= Parts of the exercise =
**1.** Set down verbatim the portion of the post on perspective below, beginning at "Perhaps you've heard" and stopping after "them grouchy adults.".
**2.** Take the post on perspective and character motivation below further, picking up after its last sentence.

= Text under study =
==========
15 July 2015

Perspective

Perhaps you've heard this story. There was a dad on a crowded bus with his children-maybe three of them, I don't remember exactly-and they were misbehaving. Enough so that a woman turned to him and asked him to control them. His glazed eyes focused on the woman, and he apologized for their behavior, saying that his wife, their mother, had just passed away that morning.

If that isn't enough to make anyone feel like a heel, I'm not sure what is. Any situation can be turned upside down by simply coming at it from a different perspective. Maybe another woman on the bus was silently crying because her child has cancer and can't play, or a grandmother who was inwardly cheering the kids on because she knows those years don't last forever, and to squelch them at such a young age could make them grouchy adults.

You just never know.

And that's one thing that makes writing both exhilarating and challenging. In order to write a great story, each character needs their own goal and motivations. Sometimes they may align, but things get infinitely more interesting when characters have a different perspective on a matter.



One of my favorite examples of this is Magneto and Professor X of the X-Men comics. They live in a world where mutants are popping up everywhere, and each of them has a very different perspective on how the people of the world will treat them.

I stole this off of wikia in their villains section.

Despite once being close friends with Professor Xavier, the two became enemies when Xavier championed the co-existence of mutant and human kind working together. To Magento, a Holocaust survivor who had seen and felt first-hand the worst ways human beings could treat those they deemed different, such a system was impossible and he instead championed a violent pro-mutant stance, one which saw humans as the enemy in a genetic war and promoted the idea that mutants should become the dominant species on Earth.
==========
Records from a dataset:
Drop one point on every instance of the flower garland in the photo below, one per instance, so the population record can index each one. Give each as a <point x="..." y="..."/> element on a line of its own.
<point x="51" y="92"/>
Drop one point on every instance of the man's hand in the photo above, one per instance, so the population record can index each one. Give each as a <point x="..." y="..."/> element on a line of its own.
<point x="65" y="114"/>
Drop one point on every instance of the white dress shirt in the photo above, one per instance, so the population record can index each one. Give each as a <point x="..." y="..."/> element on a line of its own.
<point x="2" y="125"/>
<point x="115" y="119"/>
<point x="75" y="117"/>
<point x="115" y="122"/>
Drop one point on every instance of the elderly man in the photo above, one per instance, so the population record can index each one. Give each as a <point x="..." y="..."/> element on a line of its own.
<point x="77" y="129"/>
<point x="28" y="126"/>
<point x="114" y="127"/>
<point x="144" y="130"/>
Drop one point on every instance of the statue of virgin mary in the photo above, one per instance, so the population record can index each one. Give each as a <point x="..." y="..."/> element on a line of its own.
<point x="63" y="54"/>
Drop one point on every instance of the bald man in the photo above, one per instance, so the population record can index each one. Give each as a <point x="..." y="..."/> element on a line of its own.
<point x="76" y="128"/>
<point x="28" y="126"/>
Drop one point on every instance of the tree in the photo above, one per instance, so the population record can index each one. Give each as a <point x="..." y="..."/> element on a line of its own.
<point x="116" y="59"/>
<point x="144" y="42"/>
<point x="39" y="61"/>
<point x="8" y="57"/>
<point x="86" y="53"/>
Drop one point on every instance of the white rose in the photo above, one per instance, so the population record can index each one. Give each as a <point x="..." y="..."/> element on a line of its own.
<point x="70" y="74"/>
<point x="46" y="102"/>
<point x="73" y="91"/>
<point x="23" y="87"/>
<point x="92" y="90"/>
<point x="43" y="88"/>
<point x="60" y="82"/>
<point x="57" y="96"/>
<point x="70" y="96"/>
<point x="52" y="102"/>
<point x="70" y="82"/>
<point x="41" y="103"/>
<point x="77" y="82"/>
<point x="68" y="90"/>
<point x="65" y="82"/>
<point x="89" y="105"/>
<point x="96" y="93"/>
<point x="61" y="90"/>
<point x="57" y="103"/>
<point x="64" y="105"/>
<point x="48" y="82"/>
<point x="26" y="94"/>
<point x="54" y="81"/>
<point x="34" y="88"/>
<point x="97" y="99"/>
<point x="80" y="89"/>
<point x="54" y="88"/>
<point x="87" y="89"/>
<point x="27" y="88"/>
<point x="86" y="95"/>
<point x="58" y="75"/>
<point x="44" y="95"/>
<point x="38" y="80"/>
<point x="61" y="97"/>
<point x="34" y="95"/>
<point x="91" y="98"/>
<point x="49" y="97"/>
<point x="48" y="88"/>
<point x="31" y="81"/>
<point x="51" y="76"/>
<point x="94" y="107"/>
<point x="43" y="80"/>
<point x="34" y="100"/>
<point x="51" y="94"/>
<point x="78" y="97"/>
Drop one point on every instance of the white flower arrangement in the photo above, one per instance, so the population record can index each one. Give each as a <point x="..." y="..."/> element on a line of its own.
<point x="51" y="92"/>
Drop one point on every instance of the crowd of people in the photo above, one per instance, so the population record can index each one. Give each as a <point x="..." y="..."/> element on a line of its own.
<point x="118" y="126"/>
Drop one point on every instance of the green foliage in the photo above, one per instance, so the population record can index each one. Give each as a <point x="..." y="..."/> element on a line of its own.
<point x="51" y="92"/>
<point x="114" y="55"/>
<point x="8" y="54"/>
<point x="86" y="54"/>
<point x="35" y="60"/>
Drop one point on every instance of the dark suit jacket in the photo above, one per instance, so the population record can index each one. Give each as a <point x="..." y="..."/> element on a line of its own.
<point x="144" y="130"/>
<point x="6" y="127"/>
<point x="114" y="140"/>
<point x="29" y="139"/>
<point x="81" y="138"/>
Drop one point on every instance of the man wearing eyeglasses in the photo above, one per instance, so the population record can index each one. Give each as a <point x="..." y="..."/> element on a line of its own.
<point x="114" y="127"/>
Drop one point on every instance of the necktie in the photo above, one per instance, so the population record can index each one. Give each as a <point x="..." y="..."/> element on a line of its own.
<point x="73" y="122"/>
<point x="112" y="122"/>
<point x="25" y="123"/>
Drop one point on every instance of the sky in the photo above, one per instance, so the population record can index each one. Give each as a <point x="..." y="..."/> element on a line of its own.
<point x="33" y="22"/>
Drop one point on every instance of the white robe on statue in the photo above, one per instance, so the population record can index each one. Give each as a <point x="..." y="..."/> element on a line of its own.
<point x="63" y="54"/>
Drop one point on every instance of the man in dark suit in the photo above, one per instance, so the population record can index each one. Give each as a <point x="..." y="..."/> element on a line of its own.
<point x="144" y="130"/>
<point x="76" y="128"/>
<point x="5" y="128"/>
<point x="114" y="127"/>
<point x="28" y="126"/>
==========
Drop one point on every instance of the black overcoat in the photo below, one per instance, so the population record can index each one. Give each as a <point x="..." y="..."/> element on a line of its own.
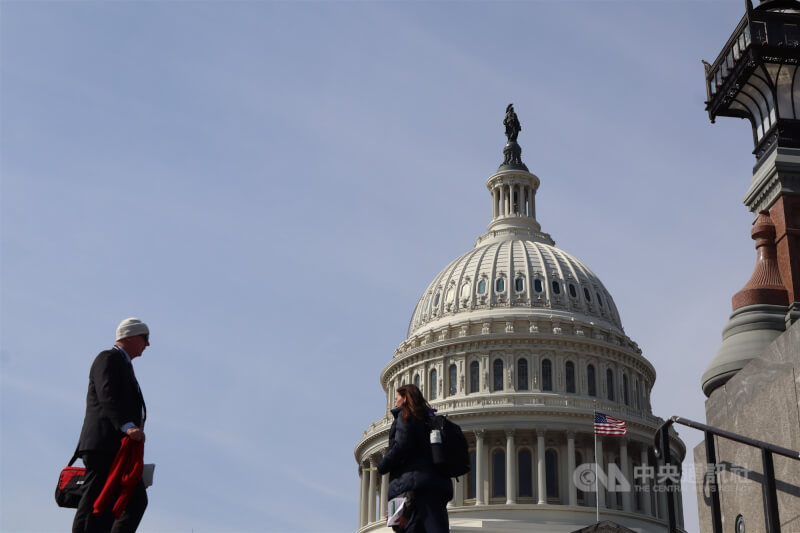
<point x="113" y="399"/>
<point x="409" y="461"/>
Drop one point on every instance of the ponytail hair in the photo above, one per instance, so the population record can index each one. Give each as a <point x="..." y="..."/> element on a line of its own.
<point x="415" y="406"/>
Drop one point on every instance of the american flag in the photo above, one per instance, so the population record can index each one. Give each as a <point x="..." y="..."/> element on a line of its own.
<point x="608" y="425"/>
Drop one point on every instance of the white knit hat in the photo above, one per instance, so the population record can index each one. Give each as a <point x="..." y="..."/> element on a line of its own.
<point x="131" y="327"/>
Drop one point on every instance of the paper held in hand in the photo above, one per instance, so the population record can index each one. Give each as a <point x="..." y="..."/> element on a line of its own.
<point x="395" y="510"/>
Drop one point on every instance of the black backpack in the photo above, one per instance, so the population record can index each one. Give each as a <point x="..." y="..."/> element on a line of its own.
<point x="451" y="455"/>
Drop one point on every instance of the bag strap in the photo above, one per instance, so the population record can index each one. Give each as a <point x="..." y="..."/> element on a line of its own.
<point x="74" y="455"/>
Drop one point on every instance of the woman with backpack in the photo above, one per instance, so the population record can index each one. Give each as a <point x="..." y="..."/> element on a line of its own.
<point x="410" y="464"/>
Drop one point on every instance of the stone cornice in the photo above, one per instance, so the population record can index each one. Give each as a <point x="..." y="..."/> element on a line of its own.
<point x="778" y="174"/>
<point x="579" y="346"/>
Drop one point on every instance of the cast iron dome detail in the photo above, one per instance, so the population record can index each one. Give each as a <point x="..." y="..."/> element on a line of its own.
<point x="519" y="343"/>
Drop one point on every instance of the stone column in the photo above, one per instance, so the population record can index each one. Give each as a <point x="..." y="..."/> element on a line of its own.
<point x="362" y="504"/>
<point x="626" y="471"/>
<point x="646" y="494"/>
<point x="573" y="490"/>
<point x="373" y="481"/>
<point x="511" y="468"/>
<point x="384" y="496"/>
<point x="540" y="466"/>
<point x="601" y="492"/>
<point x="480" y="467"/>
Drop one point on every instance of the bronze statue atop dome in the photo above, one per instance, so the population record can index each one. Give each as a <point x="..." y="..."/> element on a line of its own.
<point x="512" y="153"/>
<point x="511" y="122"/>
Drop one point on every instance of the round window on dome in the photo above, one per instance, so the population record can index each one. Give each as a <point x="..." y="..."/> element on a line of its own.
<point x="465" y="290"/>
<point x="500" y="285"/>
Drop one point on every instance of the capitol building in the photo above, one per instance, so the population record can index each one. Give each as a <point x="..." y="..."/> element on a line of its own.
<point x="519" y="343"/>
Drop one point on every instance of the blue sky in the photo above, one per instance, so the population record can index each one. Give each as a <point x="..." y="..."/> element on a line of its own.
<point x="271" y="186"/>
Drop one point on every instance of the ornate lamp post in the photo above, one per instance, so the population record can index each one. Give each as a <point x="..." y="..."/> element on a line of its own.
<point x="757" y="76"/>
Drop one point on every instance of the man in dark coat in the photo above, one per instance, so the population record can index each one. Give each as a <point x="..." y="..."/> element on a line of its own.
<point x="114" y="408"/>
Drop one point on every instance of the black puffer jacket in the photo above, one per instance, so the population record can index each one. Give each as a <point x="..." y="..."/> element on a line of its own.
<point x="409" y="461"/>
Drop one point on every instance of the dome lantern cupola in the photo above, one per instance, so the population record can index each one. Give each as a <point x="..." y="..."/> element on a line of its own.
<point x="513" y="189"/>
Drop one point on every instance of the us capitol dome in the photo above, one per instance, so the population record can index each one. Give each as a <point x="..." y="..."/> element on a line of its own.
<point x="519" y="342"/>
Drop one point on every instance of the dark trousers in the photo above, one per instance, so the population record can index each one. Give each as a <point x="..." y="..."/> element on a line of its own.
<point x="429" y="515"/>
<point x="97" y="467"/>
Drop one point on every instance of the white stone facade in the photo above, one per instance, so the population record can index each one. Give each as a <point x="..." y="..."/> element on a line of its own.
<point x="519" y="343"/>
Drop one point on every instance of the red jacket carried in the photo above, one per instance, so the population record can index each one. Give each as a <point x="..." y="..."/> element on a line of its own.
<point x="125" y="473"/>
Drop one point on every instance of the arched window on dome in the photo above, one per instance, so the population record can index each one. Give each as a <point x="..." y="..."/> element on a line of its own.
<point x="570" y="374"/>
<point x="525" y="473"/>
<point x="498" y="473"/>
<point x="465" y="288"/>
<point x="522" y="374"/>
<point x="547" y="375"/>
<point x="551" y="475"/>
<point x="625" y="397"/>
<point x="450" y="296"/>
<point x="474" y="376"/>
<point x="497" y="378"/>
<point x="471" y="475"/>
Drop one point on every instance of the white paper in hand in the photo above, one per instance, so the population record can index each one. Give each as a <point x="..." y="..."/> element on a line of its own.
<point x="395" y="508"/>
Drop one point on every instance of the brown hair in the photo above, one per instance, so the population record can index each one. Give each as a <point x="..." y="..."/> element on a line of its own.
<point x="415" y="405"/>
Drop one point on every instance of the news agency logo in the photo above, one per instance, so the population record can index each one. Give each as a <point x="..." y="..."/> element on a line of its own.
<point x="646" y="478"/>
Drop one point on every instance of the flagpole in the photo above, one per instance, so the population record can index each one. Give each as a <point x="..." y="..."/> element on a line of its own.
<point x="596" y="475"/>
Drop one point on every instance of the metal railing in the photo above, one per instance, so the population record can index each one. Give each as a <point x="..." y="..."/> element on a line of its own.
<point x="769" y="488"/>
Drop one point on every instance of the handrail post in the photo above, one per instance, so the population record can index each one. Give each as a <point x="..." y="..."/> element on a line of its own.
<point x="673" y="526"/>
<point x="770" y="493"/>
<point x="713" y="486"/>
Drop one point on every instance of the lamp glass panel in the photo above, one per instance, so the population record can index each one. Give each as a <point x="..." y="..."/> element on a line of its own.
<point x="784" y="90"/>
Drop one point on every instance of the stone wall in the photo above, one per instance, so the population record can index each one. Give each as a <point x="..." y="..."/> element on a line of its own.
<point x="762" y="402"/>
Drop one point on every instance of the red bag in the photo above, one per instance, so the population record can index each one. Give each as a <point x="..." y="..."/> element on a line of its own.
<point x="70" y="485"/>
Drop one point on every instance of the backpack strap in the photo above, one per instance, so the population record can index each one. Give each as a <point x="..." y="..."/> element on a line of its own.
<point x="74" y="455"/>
==========
= Results for each task =
**1.**
Perhaps you've heard this story. There was a dad on a crowded bus with his children-maybe three of them, I don't remember exactly-and they were misbehaving. Enough so that a woman turned to him and asked him to control them. His glazed eyes focused on the woman, and he apologized for their behavior, saying that his wife, their mother, had just passed away that morning.

If that isn't enough to make anyone feel like a heel, I'm not sure what is. Any situation can be turned upside down by simply coming at it from a different perspective. Maybe another woman on the bus was silently crying because her child has cancer and can't play, or a grandmother who was inwardly cheering the kids on because she knows those years don't last forever, and to squelch them at such a young age could make them grouchy adults.

**2.**
Later in the entry, it states that Magneto's goal is protect mutantkind.

The character lived through the Holocaust. Of course he's not going to easily believe that humankind will simply accept mutants. They're different, which means they will be hated.

Professor Xavier didn't have a traumatic childhood. He went to college at Oxford, for crying out loud. Naturally, his perspective is going to be different than Magneto's. This is what wikia hero says.

Professor Xavier's ultimate goal is a world were all people are equal regardless of their origin...

Each character fights for their cause. Sometimes they align in their goals, other times they are directly fighting with one another. Is either character tragically wrong? The comics show us again and again that no, they're both right. And they're both wrong. That's what makes the conflict so interesting.


Can you think of any other good examples of this?